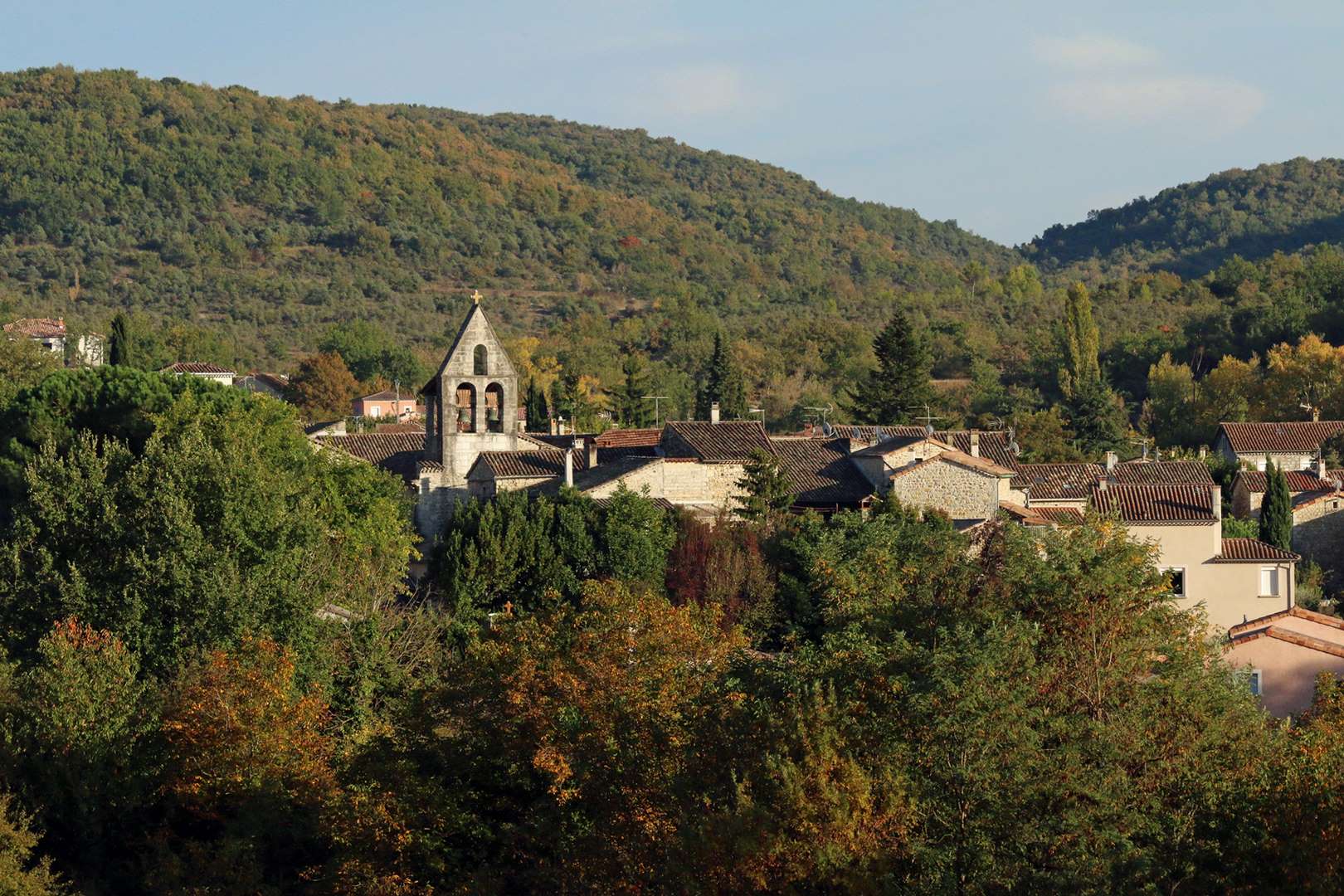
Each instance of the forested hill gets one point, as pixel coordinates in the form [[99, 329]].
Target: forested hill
[[1194, 227], [272, 217]]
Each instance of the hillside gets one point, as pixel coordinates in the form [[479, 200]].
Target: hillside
[[268, 219], [1194, 227]]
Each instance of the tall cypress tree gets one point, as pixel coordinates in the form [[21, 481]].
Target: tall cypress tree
[[1082, 343], [633, 409], [123, 342], [1277, 509], [898, 388], [722, 383]]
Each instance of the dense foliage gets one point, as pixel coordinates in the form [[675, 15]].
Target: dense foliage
[[1192, 227]]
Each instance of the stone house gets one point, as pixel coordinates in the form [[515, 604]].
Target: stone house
[[1249, 486], [386, 403], [272, 384], [1283, 653], [47, 332], [1234, 579], [1293, 445], [212, 373]]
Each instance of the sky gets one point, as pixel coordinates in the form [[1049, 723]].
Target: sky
[[1006, 117]]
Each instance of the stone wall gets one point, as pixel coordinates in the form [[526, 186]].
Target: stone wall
[[1319, 533], [960, 494]]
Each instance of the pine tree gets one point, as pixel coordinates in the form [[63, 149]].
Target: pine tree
[[767, 494], [898, 390], [1082, 343], [722, 383], [123, 342], [1277, 509], [632, 406]]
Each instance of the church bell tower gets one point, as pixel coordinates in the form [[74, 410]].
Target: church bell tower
[[472, 401]]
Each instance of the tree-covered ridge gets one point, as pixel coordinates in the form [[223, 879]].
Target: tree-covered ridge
[[1194, 227], [272, 218]]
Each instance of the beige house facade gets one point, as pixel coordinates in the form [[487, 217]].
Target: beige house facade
[[1283, 653]]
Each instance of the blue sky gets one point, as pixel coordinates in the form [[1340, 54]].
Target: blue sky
[[1006, 117]]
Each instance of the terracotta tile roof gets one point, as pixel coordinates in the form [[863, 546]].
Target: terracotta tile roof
[[37, 327], [1288, 635], [993, 444], [897, 442], [1023, 514], [821, 473], [1249, 550], [1300, 613], [1257, 481], [1161, 473], [715, 442], [1308, 499], [526, 465], [1060, 516], [977, 464], [1157, 503], [398, 453], [387, 395], [631, 438], [1288, 437], [600, 475], [1058, 481], [195, 367]]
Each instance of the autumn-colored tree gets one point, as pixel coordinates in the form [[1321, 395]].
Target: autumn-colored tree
[[249, 765], [323, 386]]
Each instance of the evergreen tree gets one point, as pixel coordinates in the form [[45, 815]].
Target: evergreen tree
[[1082, 343], [1277, 509], [123, 342], [722, 383], [901, 386], [767, 494], [538, 411], [1098, 419], [632, 406]]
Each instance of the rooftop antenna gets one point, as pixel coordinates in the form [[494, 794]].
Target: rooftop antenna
[[657, 401]]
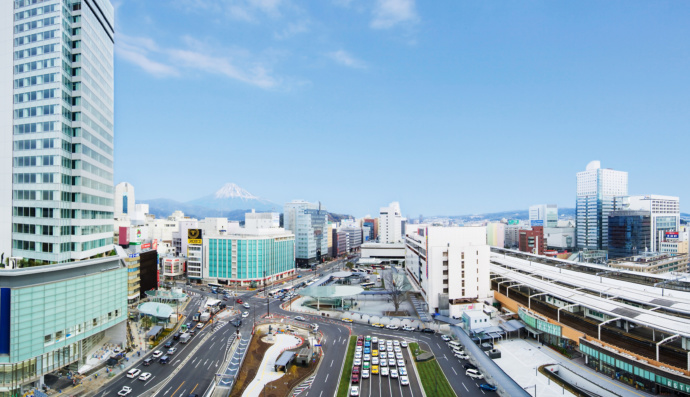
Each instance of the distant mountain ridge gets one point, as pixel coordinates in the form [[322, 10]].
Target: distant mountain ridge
[[230, 201]]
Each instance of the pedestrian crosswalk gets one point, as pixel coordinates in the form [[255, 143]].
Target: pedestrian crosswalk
[[303, 386]]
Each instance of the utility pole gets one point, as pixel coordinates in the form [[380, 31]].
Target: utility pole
[[268, 303]]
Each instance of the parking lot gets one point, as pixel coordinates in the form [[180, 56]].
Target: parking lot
[[384, 382]]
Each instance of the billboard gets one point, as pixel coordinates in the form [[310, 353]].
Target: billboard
[[123, 238], [671, 235], [194, 237]]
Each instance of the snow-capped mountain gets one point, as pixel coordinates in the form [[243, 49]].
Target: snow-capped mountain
[[230, 190], [232, 197]]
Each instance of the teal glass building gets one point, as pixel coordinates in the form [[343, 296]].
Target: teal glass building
[[245, 259], [53, 316]]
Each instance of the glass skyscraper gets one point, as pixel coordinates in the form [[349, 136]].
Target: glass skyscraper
[[56, 142], [597, 189]]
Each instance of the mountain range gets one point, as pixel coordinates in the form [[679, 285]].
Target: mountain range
[[230, 201]]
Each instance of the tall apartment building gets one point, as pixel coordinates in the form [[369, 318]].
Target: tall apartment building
[[548, 213], [56, 113], [390, 224], [664, 213], [309, 223], [449, 266], [124, 200], [596, 191]]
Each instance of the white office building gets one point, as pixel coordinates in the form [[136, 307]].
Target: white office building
[[596, 190], [309, 223], [124, 200], [449, 266], [547, 213], [663, 210], [56, 117], [390, 224]]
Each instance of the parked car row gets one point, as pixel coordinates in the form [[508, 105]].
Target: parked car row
[[374, 356]]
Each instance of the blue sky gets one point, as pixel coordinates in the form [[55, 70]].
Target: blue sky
[[449, 107]]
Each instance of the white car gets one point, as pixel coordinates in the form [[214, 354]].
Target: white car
[[132, 373]]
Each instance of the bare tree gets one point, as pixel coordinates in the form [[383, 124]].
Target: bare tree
[[395, 289]]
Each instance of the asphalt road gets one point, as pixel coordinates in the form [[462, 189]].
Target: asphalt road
[[200, 369]]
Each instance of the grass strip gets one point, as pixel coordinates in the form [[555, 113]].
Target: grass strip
[[433, 379], [344, 385]]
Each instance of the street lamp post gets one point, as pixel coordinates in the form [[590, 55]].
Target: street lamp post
[[268, 303]]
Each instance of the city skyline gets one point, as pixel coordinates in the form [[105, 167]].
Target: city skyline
[[475, 100]]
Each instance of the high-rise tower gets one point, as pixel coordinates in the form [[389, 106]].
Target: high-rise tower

----

-- SET EXERCISE --
Reproduce every line of all the records above word for word, omitting the pictures.

-- SOLVED EXERCISE --
Each instance of the forested hill gets one point, as pixel coordinates in the form [[99, 329]].
Target: forested hill
[[1194, 227], [272, 217]]
Each instance of the hillside gets one point, as pixel coordinates in the form [[479, 200]].
Target: hillside
[[268, 219], [1194, 227]]
Each instance of the tall cypress tree gets one point, as pixel coordinates in the form [[21, 481]].
Target: tall cypress tree
[[1082, 343], [633, 409], [123, 342], [1277, 509], [898, 388], [722, 383]]
Each instance of the dense foliage gets one point, as pixel coordinates in the form [[675, 15]].
Target: dense foliage
[[1192, 227]]
Each instance of the stone house gets one point, as pixel coordinates in the form [[515, 604]].
Target: stone house
[[1249, 486], [386, 403], [272, 384], [1283, 653], [47, 332], [1234, 579], [1293, 445], [212, 373]]
Each instance of the sky gets one point, as pixel coordinates in the form [[1049, 723]].
Target: sky
[[1006, 117]]
Each instance of the stone wall gets one point, as pixel coordinates in the form [[526, 186]].
Target: stone wall
[[1319, 533], [960, 494]]
Each instance of the pine tree gets one point, as pixel coordinates in the form [[63, 149]].
Target: pine tree
[[767, 494], [898, 390], [1082, 343], [722, 383], [123, 342], [1277, 509], [632, 406]]
Each instance of the church bell tower gets one point, as pixel coordinates in the form [[74, 410]].
Target: church bell tower
[[472, 401]]
Each instance of the tree-covered ridge gets one point, as pixel coordinates in the form [[223, 879]].
Target: tree-covered ridge
[[1194, 227], [272, 218]]
Each instance of the beige house facade gets one point, as pixel coordinates in the form [[487, 217]].
Target: beige house facade
[[1283, 653]]
Each instance of the blue sky gets one point, as pixel coordinates in the form [[1340, 54]].
Target: blue sky
[[1006, 117]]
Each instance of the terracotta tile roof gets one point, as pixel coordinates in the form [[863, 546]].
Target: terracotta tile roof
[[37, 327], [1288, 635], [993, 444], [897, 442], [1023, 514], [821, 473], [1249, 550], [1300, 613], [1257, 481], [1161, 473], [715, 442], [1308, 499], [526, 465], [1060, 516], [977, 464], [1157, 503], [398, 453], [387, 395], [631, 438], [1288, 437], [600, 475], [1058, 481], [195, 367]]
Each instance of the autumn-colored tree gets one point, as pixel coordinates in the form [[1321, 395]].
Target: autumn-colored tree
[[249, 765], [323, 386]]
Each instance of the evergreen tree gets one point, as pixel coordinates in the form [[45, 815]].
Target: evergreen tree
[[1082, 343], [1277, 509], [123, 342], [722, 383], [901, 386], [767, 494], [538, 411], [1098, 419], [632, 406]]
Each instance of the rooftop antenna gets one point, as pixel coordinates in the form [[494, 794]].
Target: rooftop antenna
[[657, 401]]
Each instance of the distant mountain ridge gets one point, as pixel coordinates in the form [[322, 10]].
Target: distant mountain ridge
[[230, 201]]
Each instance of the pedestrian crosswalk gets one point, as pixel coordinates in the form [[255, 143]].
Target: pedestrian crosswalk
[[303, 386]]
Each instance of the utility pole gets one point, as pixel coordinates in the form [[380, 31]].
Target: utility pole
[[268, 303]]
Each instance of the parking lot gets one point, as pixel coordinates in the form [[180, 56]].
Target: parking lot
[[384, 382]]
Each instance of the billboard gets one point, as pixel coordinates in the form [[310, 353]].
Target: billboard
[[123, 238], [671, 235], [194, 237]]
Each instance of the snow-capped mountain gets one point, as pixel coordinates in the form [[243, 49]].
Target: snow-capped mountain
[[230, 190], [232, 197]]
Each instance of the teal glass building gets one point, as pixel coordinates in the form [[343, 296]].
Target: teal glass building
[[245, 259], [53, 316]]
Each instance of the glass skyscraper gets one point, as pixel coordinates in the form [[349, 136]].
Target: glass skyscraper
[[56, 142], [597, 189]]
Each instance of the mountain range gets one point, as pixel coordinates in the form [[679, 285]].
Target: mountain range
[[230, 201]]
Each instance of the tall apartment building gets one point, as pixel coordinates in the form [[369, 318]].
Target: tall apartment building
[[548, 213], [56, 113], [390, 224], [664, 213], [309, 223], [449, 266], [124, 200], [596, 191]]
Each instance of the white office building gets one point, as pixel coordinates in the form [[136, 307]].
Target: white office building
[[596, 190], [309, 223], [124, 200], [449, 266], [547, 213], [663, 210], [56, 117], [390, 224]]
Each instance of the parked car row gets one point, as pixel coordinates in the form [[508, 105]].
Target: parked car row
[[374, 356]]
Each instance of the blue sky gets one point, as pixel coordinates in the form [[55, 70]].
Target: blue sky
[[449, 107]]
Each instance of the white car gets one point, as pixel coordinates in the form [[214, 354]].
Target: white car
[[132, 373]]
Each instance of the bare tree gets one point, as pixel coordinates in the form [[383, 124]].
Target: bare tree
[[395, 289]]
Each instance of the asphalt road gets one point, as pixel coordinates in the form [[462, 189]].
Target: asphalt road
[[200, 369]]
Each instance of the grass strip gets one point, as pixel coordinates in the form [[555, 113]].
Target: grass strip
[[433, 379], [344, 385]]
Each instance of the street lamp post gets one point, as pixel coordinates in the form [[590, 55]].
Target: street lamp post
[[268, 303]]
Each instance of the city skyline gets one point, as pixel coordinates in the form [[105, 167]].
Target: city skyline
[[475, 100]]
Each instance of the high-rise tower gets one point, as pixel coordinates in the form [[389, 106]].
Target: high-rise tower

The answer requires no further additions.